*RECORDS TO USE:*
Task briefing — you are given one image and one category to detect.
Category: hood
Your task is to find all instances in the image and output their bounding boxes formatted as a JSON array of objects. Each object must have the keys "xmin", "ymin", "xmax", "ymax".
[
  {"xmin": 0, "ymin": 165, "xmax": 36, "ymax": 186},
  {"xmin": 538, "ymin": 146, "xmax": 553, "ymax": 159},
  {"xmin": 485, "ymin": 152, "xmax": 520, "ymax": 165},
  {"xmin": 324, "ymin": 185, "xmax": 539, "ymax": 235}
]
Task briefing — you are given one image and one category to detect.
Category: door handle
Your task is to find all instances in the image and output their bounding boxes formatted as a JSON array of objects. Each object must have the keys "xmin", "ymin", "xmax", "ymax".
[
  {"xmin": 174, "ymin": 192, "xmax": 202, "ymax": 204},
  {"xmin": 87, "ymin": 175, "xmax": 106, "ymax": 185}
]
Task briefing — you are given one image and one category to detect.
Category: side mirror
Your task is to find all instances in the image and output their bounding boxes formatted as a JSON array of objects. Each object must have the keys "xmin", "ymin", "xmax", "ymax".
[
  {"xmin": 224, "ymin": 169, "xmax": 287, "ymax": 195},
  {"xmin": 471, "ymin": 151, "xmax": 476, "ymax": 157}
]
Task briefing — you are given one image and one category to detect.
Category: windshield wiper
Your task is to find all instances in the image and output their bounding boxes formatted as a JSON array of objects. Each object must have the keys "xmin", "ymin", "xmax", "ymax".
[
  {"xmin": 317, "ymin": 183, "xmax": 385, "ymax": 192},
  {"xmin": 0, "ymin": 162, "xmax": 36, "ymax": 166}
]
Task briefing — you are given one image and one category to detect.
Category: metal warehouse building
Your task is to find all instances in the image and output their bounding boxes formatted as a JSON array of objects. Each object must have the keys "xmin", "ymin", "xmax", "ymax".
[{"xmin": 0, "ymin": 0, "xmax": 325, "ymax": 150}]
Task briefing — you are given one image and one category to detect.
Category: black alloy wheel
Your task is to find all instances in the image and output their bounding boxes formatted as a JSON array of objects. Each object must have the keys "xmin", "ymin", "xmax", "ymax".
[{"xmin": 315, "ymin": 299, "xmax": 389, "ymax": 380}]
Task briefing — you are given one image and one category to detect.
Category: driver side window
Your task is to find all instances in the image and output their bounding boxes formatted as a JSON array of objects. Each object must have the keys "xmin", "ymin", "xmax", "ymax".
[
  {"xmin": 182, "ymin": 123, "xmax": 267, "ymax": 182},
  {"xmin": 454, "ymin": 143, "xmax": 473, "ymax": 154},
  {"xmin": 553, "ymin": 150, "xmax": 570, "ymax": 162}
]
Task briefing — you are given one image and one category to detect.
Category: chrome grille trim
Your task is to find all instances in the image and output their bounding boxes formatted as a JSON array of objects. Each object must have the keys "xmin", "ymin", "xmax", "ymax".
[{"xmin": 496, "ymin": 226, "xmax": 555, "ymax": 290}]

*WHAT NEEDS TO BE DONE:*
For each line of the material that contains "side", return a copy.

*ANSWER TO THIS TASK:*
Category: side mirror
Category: driver side window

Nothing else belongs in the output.